Arezzo railway station serves the city of Arezzo in Tuscany, Italy. This station is the most important in all the province.

==Overview==
There is a large operational freight yard.

Arezzo is part of the Centostazioni network which includes the hundred most important stations in Italy.

Two railway companies serve Arezzo:
- Trenitalia (Ferrovie dello Stato group) operates the majority of trains. It provides services to the Valdarno, Valtiberina, Rome, Florence, Milan, Naples.
- La Ferroviaria Italiana (LFI) operates only trains to Stia and Sinalunga.

Arezzo station is near to the interconnections (Arezzo Nord and Arezzo Sud) with the "direttissima" high speed line. This provides connections to Florence in less than 40 minutes covering a distance of 88 kilometres.

This station is part of the "Memorario" project which provides a regular timetable.

Arezzo has 1.126 million passenger movements annually. The following trains stop every day in Arezzo:
- 126 regional trains
- 19 InterCity trains
- 2 Frecciarossa trains

The station has a CCTV surveillance on all platforms and in the subway.

All platforms, except for platform 6, are connected by a subway and lifts.

Dataset items:

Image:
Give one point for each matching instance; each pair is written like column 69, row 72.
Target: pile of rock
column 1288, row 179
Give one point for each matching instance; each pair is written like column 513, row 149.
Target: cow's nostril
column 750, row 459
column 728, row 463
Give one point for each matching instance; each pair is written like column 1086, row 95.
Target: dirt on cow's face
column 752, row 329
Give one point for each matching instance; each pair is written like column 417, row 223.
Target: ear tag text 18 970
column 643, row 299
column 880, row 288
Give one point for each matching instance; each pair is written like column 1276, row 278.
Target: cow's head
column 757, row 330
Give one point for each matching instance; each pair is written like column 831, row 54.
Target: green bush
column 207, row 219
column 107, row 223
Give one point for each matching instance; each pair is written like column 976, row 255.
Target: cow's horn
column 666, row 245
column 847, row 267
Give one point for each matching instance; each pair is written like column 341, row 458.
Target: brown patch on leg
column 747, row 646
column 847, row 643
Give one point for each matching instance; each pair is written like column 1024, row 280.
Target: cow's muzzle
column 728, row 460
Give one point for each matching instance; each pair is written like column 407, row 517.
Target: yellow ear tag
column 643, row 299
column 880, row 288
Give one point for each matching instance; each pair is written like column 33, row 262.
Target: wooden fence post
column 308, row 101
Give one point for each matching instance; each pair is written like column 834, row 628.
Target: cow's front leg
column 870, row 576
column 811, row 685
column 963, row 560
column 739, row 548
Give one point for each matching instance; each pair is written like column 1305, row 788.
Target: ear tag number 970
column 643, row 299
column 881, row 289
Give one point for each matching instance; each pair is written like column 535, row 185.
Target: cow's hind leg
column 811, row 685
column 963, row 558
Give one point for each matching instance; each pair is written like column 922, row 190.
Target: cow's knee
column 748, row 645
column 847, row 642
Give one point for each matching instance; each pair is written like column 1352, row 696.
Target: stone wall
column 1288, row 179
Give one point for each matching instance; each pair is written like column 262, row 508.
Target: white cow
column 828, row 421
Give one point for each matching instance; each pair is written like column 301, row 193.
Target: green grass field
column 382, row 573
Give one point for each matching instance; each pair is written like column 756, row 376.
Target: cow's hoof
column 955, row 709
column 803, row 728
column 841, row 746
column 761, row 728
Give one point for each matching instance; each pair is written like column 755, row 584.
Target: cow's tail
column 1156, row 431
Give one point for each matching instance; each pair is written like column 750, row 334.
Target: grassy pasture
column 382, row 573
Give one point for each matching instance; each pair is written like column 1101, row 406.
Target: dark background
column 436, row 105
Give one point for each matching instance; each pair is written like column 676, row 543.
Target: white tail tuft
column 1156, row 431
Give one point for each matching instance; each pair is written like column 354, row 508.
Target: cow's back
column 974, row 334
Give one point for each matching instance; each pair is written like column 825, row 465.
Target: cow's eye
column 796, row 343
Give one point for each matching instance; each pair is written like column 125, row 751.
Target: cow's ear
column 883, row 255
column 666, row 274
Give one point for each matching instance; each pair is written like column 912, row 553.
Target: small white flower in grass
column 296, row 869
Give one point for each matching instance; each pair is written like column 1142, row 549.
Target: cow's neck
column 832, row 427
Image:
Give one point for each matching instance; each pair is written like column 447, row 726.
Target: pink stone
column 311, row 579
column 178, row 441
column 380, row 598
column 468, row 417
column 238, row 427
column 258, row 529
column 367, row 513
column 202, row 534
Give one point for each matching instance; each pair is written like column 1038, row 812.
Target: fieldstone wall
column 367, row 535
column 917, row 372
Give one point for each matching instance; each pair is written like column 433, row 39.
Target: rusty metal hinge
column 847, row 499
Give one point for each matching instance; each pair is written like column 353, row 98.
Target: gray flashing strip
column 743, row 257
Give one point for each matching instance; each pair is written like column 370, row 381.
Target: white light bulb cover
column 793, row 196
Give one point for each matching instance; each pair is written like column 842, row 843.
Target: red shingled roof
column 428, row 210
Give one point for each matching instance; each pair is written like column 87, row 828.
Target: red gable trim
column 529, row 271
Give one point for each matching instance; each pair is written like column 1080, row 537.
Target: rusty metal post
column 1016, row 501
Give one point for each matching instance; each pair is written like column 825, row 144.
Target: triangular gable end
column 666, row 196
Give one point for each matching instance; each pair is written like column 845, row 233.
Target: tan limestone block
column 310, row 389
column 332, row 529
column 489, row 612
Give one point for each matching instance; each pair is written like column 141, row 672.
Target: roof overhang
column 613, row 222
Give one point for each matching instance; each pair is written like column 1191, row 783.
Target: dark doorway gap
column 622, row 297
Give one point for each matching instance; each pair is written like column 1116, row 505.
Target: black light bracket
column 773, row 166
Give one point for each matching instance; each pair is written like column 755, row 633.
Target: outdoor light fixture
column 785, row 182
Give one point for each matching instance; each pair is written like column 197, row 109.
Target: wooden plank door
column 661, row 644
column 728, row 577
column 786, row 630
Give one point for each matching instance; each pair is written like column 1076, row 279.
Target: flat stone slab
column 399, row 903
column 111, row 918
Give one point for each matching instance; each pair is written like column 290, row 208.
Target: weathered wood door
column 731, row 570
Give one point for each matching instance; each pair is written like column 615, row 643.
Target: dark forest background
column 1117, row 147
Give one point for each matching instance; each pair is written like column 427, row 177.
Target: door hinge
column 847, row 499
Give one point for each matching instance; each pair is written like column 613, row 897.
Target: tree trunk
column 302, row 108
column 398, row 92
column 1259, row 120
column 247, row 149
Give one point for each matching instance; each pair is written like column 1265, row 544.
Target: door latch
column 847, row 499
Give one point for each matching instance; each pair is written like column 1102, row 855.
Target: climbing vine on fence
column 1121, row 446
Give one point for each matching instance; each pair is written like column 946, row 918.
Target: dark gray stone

Brief A:
Rewrite the Arezzo station text from "Arezzo station is" to "in the subway.", putting "fast-track" in place of "direttissima".
Brief B:
Answer these questions from the Arezzo station text:
(i) Which two destinations does La Ferroviaria Italiana serve?
(ii) How many InterCity trains stop in Arezzo every day?
(iii) Which platform is not connected by the subway and lifts?

Answer box A:
Arezzo station is near to the interconnections (Arezzo Nord and Arezzo Sud) with the "fast-track" high speed line. This provides connections to Florence in less than 40 minutes covering a distance of 88 kilometres.

This station is part of the "Memorario" project which provides a regular timetable.

Arezzo has 1.126 million passenger movements annually. The following trains stop every day in Arezzo:
- 126 regional trains
- 19 InterCity trains
- 2 Frecciarossa trains

The station has a CCTV surveillance on all platforms and in the subway.

Answer box B:
(i) Stia and Sinalunga.
(ii) 19.
(iii) Platform 6.